Verzaking en ascetisme zijn twee verschillende dingen. Het credo van de soefi is verzaking maar dat is niet altijd het credo van de asceet. De asceet trouwt niet, hij eet geen goed voedsel, hij draagt geen mooie kleren en doet niets wat vreugde schenkt. De soefi denkt dat alles in de wereld er voor hem is, zodat hij de wereld niet hoeft te verlaten met een onvervulde wens. Hij is echter niet afhankelijk van deze dingen. Hij houdt zich er vrij van. Hij gaat niet de bergen in om alleen te zijn. Hij leeft in de wereld. Hij gaat naar de bergen als hij dat wil. En toch kunnen de bergen hem daar niet voor altijd vasthouden. Het is veel gemakkelijker om in een berggrot religieus, spiritueel te zijn dan in de wereld, maar de soefi heeft geen behoefte om weg te rennen van de wereld, want hij heeft het gezicht van zijn Geliefde, het gezicht van God herkend en ziet dat overal.
Als een religieus leraar zou zeggen: ´Nee, je moet niet naar muziek luisteren, je moet niet naar een toneelopvoering gaan, je moet niet naar een dansvoorstelling gaan, je dient zelf niet te dansen´, dan zou misschien een op de duizend leerlingen hem gehoorzamen en weg gaan naar de wildernis. Ongetwijfeld zou die leerling meer veel daar vinden wat hem op zijn zoektocht naar spiritualiteit zal helpen, maar hij zou niet de wereld hebben ervaren en dus zou hij altijd blootgesteld blijven aan verleiding.
Het is veel verdienstelijker en veel moeilijker om in de wereld te leven en toch spiritueel te zijn; om verantwoordelijkheden van het leven te dragen, aandacht te geven aan vrienden en kennissen, vrienden en vijanden te dienen en om toch spiritueel te blijven. Lastig gevallen te worden door je omgeving, opgezadeld te worden met verantwoordelijkheden en blootgesteld te worden aan tegenstand is veel moeilijker en grootser dan een asceet in de jungle te zijn. Beide koersen hebben hun gevaren. Als je de wereld verlaat kan je aangeboren gerichtheid op het genieten en het ervaren van de wereld je elk moment terugtrekken. Net als de yogi Mahachandra, die een groots heilige was en veel chela´s had en toch in de ban raakte van koningin Mahila en tot koning gemaakt werd. Hij viel in één tel van de grote hoogten die hij had bereikt door vele jaren van noeste doortastendheid. De yogi zegt dat het beter is de wereld te verlaten. De soefi echter kiest een leven in de wereld met verzaking. Hij geeft er de voorkeur aan de wereld te ervaren in dienst van alles terwijl hij tegelijkertijd verzaking beoefent.

□ □ □ □ □

■ **DOELSTELLINGEN**:
**1)** Geef het gedeelte van de tekst over verzaking en ascetisme tussen "Als een religieus" en "blijven aan verleiding.", beide inbegrepen, letterlijk weer.
**2)** Zet de tekst over verzaking en ascetisme voort vanaf het punt waar deze ophoudt.
De gegevens zijn afkomstig uit een andere bron.

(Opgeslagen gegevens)
□ □ □ □ □

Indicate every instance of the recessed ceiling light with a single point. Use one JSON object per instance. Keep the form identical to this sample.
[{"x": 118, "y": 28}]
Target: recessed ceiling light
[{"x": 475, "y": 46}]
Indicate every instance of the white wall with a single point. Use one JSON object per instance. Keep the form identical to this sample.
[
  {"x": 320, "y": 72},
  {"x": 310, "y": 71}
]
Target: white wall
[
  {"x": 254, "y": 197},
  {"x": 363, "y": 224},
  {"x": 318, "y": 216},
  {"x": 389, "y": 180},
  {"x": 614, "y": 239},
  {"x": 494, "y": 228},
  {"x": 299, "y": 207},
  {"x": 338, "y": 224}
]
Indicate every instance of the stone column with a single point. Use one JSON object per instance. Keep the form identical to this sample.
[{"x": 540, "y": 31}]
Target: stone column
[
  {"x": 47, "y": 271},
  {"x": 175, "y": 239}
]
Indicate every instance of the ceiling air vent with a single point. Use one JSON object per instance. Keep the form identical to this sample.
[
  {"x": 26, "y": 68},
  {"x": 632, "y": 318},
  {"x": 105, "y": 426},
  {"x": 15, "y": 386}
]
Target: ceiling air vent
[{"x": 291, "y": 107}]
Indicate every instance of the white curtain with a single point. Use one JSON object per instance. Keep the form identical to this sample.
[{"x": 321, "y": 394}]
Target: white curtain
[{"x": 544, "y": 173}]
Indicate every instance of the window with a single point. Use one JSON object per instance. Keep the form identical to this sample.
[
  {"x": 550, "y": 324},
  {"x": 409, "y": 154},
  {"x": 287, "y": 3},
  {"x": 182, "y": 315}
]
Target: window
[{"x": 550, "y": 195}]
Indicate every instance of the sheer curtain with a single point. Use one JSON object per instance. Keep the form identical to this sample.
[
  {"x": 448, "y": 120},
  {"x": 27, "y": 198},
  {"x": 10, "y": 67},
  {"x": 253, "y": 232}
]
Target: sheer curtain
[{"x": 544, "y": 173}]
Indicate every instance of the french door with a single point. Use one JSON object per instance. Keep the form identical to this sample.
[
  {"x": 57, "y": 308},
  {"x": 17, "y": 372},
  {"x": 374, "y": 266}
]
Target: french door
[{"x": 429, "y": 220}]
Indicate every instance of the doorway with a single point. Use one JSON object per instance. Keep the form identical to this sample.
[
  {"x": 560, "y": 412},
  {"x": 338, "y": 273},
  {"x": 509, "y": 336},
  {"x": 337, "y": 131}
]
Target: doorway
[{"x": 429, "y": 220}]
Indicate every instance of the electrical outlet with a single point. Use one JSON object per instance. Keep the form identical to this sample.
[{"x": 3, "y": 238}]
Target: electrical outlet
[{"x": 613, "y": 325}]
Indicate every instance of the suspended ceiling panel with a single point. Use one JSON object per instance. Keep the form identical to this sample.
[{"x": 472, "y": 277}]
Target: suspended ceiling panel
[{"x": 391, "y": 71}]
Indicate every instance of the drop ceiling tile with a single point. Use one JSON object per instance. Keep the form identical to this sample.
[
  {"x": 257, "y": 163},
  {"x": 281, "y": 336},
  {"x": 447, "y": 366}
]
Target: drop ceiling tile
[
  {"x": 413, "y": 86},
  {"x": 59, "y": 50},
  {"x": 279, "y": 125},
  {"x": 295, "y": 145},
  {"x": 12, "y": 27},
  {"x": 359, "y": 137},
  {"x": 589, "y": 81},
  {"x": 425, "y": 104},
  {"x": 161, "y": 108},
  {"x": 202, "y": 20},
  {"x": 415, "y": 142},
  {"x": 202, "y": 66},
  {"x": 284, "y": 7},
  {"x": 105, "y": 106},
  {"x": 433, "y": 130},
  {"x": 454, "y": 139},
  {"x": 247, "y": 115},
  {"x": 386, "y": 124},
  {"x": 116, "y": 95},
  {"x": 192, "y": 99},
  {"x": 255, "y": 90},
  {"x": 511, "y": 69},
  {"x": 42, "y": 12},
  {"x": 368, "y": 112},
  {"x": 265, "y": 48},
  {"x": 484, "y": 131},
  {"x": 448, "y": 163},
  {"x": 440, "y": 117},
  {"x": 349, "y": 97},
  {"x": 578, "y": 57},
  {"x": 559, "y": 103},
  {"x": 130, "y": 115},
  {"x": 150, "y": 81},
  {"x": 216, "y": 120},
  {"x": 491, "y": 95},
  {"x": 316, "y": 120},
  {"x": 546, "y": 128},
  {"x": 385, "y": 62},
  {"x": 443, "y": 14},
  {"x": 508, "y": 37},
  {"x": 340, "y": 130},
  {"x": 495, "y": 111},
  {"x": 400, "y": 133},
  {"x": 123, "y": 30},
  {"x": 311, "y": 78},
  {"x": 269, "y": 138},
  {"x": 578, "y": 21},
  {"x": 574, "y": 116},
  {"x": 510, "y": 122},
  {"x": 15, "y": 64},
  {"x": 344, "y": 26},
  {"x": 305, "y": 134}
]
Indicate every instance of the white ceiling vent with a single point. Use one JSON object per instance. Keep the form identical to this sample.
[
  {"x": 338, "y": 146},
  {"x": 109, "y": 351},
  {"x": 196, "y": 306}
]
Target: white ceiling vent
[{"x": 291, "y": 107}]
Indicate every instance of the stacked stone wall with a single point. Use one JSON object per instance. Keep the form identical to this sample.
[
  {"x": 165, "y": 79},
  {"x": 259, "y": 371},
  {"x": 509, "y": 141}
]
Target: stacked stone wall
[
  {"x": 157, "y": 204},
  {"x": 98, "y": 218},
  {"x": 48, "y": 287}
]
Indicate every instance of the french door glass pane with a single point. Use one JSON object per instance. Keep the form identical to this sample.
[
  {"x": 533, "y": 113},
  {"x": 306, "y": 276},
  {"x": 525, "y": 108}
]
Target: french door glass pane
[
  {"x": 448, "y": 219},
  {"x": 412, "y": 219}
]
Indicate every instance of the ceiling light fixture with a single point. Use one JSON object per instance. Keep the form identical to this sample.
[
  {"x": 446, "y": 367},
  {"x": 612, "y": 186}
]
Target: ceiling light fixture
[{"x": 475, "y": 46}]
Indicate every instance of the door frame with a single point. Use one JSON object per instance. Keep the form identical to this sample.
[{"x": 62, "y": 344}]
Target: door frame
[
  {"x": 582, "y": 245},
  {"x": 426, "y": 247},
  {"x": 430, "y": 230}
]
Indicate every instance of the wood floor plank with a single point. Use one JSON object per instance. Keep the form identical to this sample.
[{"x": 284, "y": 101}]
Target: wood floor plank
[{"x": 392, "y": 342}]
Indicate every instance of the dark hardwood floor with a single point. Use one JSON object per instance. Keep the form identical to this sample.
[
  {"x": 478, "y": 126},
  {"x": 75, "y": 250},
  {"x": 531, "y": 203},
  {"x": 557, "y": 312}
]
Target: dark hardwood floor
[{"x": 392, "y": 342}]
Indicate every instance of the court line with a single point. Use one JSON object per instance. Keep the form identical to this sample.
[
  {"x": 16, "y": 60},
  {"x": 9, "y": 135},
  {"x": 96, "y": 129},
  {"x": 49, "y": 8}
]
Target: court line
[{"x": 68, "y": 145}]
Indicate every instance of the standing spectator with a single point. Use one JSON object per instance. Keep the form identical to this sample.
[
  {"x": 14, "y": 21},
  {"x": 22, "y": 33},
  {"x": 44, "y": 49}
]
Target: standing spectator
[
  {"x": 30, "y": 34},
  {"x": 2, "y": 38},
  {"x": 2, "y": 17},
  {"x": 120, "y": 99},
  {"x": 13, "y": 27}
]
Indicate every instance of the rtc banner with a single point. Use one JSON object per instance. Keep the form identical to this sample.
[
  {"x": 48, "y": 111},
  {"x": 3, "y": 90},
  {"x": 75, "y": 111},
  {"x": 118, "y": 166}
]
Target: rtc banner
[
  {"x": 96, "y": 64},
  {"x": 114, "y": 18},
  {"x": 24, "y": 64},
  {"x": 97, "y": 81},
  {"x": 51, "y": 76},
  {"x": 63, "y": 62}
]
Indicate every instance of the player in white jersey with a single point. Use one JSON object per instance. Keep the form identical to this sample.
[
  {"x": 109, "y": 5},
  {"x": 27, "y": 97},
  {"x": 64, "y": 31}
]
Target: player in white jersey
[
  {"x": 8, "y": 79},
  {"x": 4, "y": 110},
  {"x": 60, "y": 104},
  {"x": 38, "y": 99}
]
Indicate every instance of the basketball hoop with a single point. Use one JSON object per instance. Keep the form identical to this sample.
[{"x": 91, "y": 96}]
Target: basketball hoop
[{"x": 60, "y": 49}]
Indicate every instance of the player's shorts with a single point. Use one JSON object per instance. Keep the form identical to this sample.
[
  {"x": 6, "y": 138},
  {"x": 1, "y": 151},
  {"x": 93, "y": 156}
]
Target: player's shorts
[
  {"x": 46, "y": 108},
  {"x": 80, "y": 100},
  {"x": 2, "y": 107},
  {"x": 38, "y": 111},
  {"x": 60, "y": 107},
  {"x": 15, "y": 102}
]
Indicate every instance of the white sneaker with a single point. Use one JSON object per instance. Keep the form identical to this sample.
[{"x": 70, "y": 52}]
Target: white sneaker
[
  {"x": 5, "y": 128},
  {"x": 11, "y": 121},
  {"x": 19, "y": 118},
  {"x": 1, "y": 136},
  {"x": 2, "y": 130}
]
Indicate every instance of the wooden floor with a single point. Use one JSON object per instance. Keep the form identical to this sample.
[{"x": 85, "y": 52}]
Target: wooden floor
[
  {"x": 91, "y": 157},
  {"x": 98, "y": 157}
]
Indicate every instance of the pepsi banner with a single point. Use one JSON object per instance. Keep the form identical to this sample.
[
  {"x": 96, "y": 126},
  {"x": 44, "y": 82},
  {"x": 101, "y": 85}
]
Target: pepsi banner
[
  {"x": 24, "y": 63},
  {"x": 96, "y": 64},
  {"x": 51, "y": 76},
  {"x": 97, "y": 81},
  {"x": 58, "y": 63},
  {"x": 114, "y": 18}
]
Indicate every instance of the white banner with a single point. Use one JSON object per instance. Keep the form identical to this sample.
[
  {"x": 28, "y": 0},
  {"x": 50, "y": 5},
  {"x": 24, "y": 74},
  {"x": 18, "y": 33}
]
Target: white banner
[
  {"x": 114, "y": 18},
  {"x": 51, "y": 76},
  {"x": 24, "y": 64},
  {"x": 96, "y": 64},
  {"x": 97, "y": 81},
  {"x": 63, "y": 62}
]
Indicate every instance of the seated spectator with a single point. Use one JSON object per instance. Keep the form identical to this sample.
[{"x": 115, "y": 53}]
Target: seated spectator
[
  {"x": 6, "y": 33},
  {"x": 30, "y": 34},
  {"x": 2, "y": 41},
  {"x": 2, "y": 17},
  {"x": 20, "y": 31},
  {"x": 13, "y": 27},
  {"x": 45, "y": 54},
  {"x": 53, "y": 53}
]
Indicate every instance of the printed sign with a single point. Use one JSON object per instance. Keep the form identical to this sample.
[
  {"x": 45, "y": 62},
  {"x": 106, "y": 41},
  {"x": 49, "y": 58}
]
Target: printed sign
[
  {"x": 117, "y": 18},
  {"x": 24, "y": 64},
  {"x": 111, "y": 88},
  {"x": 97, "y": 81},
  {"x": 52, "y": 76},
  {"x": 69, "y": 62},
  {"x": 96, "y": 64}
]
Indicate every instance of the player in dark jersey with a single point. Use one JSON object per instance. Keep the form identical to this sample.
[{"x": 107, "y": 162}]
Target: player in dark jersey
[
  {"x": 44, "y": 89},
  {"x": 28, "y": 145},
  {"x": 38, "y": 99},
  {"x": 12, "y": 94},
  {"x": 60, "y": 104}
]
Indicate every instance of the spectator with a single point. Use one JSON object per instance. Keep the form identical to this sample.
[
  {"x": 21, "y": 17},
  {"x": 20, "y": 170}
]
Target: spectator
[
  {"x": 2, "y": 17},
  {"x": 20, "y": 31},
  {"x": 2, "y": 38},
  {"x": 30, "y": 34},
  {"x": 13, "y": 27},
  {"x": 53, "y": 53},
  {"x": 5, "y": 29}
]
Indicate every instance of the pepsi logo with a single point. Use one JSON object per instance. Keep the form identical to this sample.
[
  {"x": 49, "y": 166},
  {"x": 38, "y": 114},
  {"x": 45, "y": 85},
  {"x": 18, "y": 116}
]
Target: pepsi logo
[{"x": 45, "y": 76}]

□ □ □ □ □

■ **ANTWOORDEN BIJ OPDRACHTEN**:
**1)**
Als een religieus leraar zou zeggen: ´Nee, je moet niet naar muziek luisteren, je moet niet naar een toneelopvoering gaan, je moet niet naar een dansvoorstelling gaan, je dient zelf niet te dansen´, dan zou misschien een op de duizend leerlingen hem gehoorzamen en weg gaan naar de wildernis. Ongetwijfeld zou die leerling meer veel daar vinden wat hem op zijn zoektocht naar spiritualiteit zal helpen, maar hij zou niet de wereld hebben ervaren en dus zou hij altijd blootgesteld blijven aan verleiding.

**2)**
Opoffering is minder dan verzaking, hoewel een offer evengoed een verzaking is. Een offer is een les die de profeten en leraren hebben onderricht opdat de mens verzaking zou leren. De deugd van het offeren ligt in de bereidheid waarmee die wordt verricht. Verzaking echter is iets wat niet als een principe opkomt maar als een gevoel.
Verzaking heeft een automatische werking op het hart van de mens, een werking die zich maar weinig mensen realiseren omdat er maar weinigen tot die fase komen waarin zij kunnen verzaken. Door deze werking wordt er een spiritueel vonkje aangewakkerd in de ziel. En wanneer iemand in die fase is aanbeland heeft hij de eerste stap op het pad van spiritualiteit gezet. Het vonkje voortgebracht door deze werking in de diepten van het hart culmineert in een vlam, een fakkel in het leven. En dit verandert de gehele manier van kijken naar het leven. De hele wereld lijkt veranderd, dezelfde wereld waarin je hebt geleefd, geleden, plezier hebt gehad, hebt geleerd en hebt ont-leerd – alles lijkt te veranderen wanneer er eenmaal verzaking wordt geleerd.
Verzaking is in feite ontkenning van het zelf en de ontkenning van datgene wat je tot nut zou kunnen zijn. Net zoals alles op deze wereld gebruikt en misbruikt kan worden zo kan het principe van verzaking worden gebruikt en misbruikt. En onder de vele verkeerde betekenissen die de mensen aan zelf-ontkenning hebben verbonden is de meest gangbare dat het betekent het jezelf ontzeggen van de pleziertjes en het geluk dat de wereld kan bieden. Als het beoefenen van verzaking als een principe goed zou zijn dan zou het lijken alsof er zich geen doel achter de gehele schepping bevindt. De schepping zou zich dan wel nooit hebben gemanifesteerd als verzaking het principe geweest zou zijn. Daarom is verzaking op zich deugd noch zonde. Ze wordt een deugd of een zonde alnaargelang het gebruik dat we ervan maken.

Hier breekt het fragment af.